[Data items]

━━━━━━━━━━━━━━━━

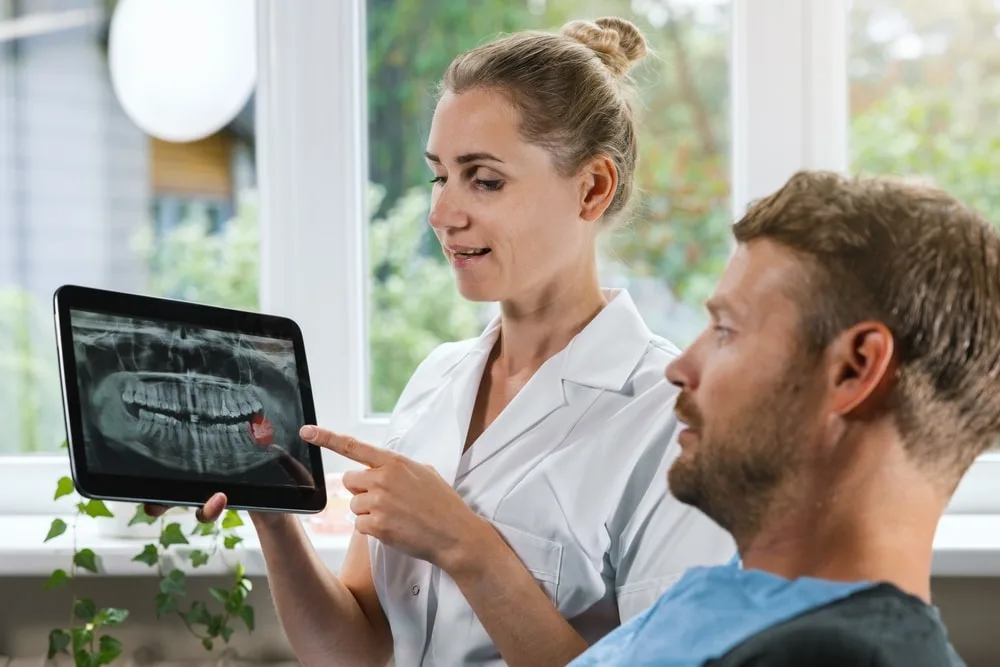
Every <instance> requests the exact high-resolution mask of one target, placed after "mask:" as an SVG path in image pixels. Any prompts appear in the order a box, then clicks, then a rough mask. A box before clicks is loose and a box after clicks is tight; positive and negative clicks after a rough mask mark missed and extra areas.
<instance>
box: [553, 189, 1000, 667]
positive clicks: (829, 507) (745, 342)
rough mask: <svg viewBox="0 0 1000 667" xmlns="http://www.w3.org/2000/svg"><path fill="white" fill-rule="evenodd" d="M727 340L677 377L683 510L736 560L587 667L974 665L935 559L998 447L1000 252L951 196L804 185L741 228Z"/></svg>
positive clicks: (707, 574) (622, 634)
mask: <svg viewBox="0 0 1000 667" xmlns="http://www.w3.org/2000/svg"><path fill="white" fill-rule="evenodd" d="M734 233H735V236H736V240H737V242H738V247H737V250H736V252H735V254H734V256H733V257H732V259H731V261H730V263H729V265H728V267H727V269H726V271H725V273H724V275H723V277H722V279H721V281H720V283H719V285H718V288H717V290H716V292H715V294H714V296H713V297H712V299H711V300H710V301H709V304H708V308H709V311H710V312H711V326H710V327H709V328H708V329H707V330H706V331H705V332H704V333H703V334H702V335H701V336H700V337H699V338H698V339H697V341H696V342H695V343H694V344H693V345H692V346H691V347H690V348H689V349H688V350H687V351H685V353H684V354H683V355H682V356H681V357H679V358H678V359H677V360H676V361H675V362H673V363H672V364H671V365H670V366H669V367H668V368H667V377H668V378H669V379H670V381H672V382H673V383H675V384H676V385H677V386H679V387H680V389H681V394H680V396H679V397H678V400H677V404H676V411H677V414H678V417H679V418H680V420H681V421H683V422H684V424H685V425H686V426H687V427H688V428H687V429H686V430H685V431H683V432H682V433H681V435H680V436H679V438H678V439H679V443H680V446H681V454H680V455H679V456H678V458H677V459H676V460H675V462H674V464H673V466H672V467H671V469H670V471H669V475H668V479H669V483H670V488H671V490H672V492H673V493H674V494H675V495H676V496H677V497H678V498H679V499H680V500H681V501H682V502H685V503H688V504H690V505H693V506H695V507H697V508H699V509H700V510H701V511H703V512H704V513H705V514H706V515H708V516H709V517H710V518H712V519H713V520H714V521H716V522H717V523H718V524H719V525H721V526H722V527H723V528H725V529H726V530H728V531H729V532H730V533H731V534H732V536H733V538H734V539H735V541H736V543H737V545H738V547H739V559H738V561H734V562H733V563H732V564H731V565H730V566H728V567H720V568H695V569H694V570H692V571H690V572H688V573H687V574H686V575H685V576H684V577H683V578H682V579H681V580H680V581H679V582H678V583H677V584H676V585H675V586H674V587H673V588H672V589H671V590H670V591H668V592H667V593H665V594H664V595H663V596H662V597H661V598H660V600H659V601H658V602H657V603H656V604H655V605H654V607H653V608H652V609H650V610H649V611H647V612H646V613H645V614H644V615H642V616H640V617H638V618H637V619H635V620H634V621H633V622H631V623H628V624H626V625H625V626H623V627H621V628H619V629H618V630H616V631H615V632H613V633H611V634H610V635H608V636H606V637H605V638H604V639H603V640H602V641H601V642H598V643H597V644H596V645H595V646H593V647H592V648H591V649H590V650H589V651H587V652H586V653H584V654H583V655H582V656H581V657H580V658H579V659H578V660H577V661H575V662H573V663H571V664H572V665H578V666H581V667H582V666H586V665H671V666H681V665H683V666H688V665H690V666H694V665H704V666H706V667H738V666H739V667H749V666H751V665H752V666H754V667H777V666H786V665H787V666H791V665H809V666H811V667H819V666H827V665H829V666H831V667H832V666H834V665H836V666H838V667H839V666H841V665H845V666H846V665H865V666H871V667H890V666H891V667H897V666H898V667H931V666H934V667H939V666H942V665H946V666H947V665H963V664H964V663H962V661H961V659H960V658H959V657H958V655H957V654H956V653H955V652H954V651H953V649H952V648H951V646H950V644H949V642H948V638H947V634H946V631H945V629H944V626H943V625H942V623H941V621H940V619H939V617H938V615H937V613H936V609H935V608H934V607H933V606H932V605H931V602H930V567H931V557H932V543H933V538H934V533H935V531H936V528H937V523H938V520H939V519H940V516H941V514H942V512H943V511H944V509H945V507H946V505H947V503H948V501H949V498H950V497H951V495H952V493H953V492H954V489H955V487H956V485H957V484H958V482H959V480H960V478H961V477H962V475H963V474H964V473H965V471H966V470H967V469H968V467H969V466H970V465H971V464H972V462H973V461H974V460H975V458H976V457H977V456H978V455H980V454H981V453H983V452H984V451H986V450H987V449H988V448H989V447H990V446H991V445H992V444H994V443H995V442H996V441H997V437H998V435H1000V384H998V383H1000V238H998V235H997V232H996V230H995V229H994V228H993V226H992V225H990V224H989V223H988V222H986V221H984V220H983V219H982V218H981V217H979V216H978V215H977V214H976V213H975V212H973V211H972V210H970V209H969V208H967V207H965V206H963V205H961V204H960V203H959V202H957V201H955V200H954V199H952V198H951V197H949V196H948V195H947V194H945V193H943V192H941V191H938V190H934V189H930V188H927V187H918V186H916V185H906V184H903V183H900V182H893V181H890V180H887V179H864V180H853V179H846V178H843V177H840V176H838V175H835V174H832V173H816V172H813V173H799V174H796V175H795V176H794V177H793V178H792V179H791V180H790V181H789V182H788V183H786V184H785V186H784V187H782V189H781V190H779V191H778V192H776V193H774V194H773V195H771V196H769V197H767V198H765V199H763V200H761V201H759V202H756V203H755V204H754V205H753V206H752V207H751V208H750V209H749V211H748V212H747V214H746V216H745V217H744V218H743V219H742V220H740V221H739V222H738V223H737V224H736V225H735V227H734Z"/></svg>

━━━━━━━━━━━━━━━━

WORK INSTRUCTION: Return every line of the listing above word for word, leaving out the pictures.

RESULT FOR THIS EXERCISE:
Every <instance> requests the exact high-resolution mask of one target, placed after "mask:" as an SVG path in image pixels. Any prompts appear in the order a box, then clicks, then a rough mask. A box before clicks is loose and a box after clicks is tight; positive and negative clicks after a rough mask mark missed and extra areas.
<instance>
box: [553, 189, 1000, 667]
positive clicks: (829, 507) (745, 342)
rough mask: <svg viewBox="0 0 1000 667" xmlns="http://www.w3.org/2000/svg"><path fill="white" fill-rule="evenodd" d="M727 340L677 377L683 510L736 560L587 667L974 665L935 559L998 447L1000 252L951 196L804 185L741 228Z"/></svg>
positive clicks: (707, 574) (622, 634)
mask: <svg viewBox="0 0 1000 667" xmlns="http://www.w3.org/2000/svg"><path fill="white" fill-rule="evenodd" d="M734 233H735V236H736V240H737V242H738V247H737V250H736V252H735V254H734V256H733V257H732V259H731V261H730V263H729V265H728V267H727V269H726V271H725V273H724V275H723V277H722V279H721V281H720V283H719V285H718V288H717V290H716V292H715V294H714V296H713V297H712V299H711V300H710V301H709V304H708V308H709V311H710V312H711V326H710V327H709V328H708V329H707V330H706V331H705V332H704V333H703V334H702V335H701V336H700V337H699V338H698V339H697V341H696V342H695V343H694V344H693V345H692V346H691V347H690V348H689V349H688V350H687V351H685V353H684V354H683V355H682V356H681V357H679V358H678V359H677V360H676V361H675V362H673V363H672V364H671V365H670V366H669V367H668V368H667V377H668V378H669V379H670V381H672V382H673V383H675V384H676V385H677V386H679V387H680V389H681V394H680V396H679V397H678V400H677V404H676V411H677V414H678V417H679V418H680V420H681V421H683V422H684V424H685V425H686V426H687V427H688V428H687V429H686V430H685V431H683V432H682V433H681V435H680V436H679V438H678V439H679V443H680V446H681V454H680V455H679V456H678V458H677V459H676V460H675V462H674V464H673V466H672V467H671V469H670V471H669V475H668V479H669V483H670V488H671V490H672V492H673V493H674V494H675V495H676V496H677V497H678V498H679V499H680V500H681V501H682V502H685V503H688V504H690V505H693V506H695V507H697V508H699V509H700V510H701V511H703V512H704V513H705V514H706V515H708V516H709V517H710V518H712V519H713V520H714V521H716V522H717V523H718V524H719V525H721V526H722V527H723V528H725V529H726V530H728V531H729V532H730V533H731V534H732V536H733V538H734V539H735V541H736V543H737V545H738V547H739V559H738V561H734V562H733V563H732V564H731V565H730V566H728V567H720V568H695V569H694V570H692V571H690V572H688V573H687V574H686V575H685V576H684V577H683V578H682V579H681V580H680V581H679V582H678V583H677V584H676V585H675V586H674V587H673V588H672V589H671V590H670V591H668V592H667V593H665V594H664V595H663V596H662V597H661V598H660V600H659V601H658V602H657V603H656V604H655V605H654V607H653V608H652V609H650V610H649V611H647V612H646V613H645V614H644V615H642V616H640V617H638V618H637V619H635V620H634V621H633V622H631V623H628V624H626V625H625V626H623V627H621V628H619V629H618V630H616V631H615V632H613V633H611V634H610V635H608V636H606V637H605V638H604V639H603V640H602V641H601V642H598V643H597V644H596V645H595V646H593V647H592V648H591V649H590V650H589V651H587V652H586V653H584V654H583V655H582V656H581V657H580V658H579V659H578V660H577V661H575V662H573V663H571V664H572V665H578V666H581V667H582V666H586V665H671V666H681V665H683V666H688V665H690V666H694V665H704V666H706V667H738V666H739V667H749V666H751V665H752V666H754V667H777V666H786V665H787V666H791V665H809V666H811V667H819V666H827V665H829V666H831V667H832V666H834V665H836V666H838V667H839V666H841V665H845V666H846V665H865V666H871V667H890V666H891V667H897V666H898V667H931V666H934V667H939V666H942V665H946V666H947V665H963V664H964V663H962V661H961V659H960V658H959V657H958V655H957V654H956V653H955V652H954V651H953V649H952V648H951V646H950V644H949V642H948V638H947V634H946V631H945V629H944V626H943V625H942V623H941V621H940V619H939V617H938V615H937V613H936V609H935V608H934V607H933V606H932V605H931V602H930V567H931V557H932V543H933V538H934V533H935V531H936V528H937V523H938V520H939V519H940V516H941V514H942V512H943V511H944V509H945V507H946V505H947V503H948V501H949V498H950V497H951V495H952V493H953V492H954V489H955V487H956V485H957V484H958V482H959V480H960V478H961V477H962V475H963V474H964V473H965V471H966V470H967V469H968V467H969V466H970V465H971V464H972V462H973V461H974V460H975V458H976V457H977V456H978V455H980V454H981V453H983V452H984V451H986V450H987V449H988V448H989V447H990V446H991V445H992V444H994V443H995V442H996V441H997V437H998V435H1000V384H998V383H1000V238H998V235H997V232H996V230H995V229H994V228H993V226H992V225H990V224H989V223H988V222H986V221H984V220H983V219H982V218H981V217H979V216H978V215H977V214H976V213H975V212H973V211H972V210H970V209H969V208H967V207H965V206H963V205H961V204H960V203H959V202H957V201H955V200H954V199H952V198H951V197H949V196H948V195H947V194H945V193H943V192H941V191H938V190H934V189H930V188H927V187H918V186H916V185H906V184H903V183H900V182H893V181H890V180H887V179H864V180H853V179H846V178H843V177H840V176H838V175H835V174H832V173H816V172H813V173H799V174H796V175H795V176H794V177H793V178H792V179H791V180H790V181H789V182H788V183H786V184H785V186H784V187H782V189H781V190H779V191H778V192H776V193H774V194H773V195H771V196H769V197H767V198H765V199H763V200H761V201H759V202H756V203H755V204H754V205H753V206H752V207H751V208H750V209H749V211H748V212H747V214H746V216H745V217H744V218H743V219H742V220H740V221H739V222H738V223H737V224H736V225H735V227H734Z"/></svg>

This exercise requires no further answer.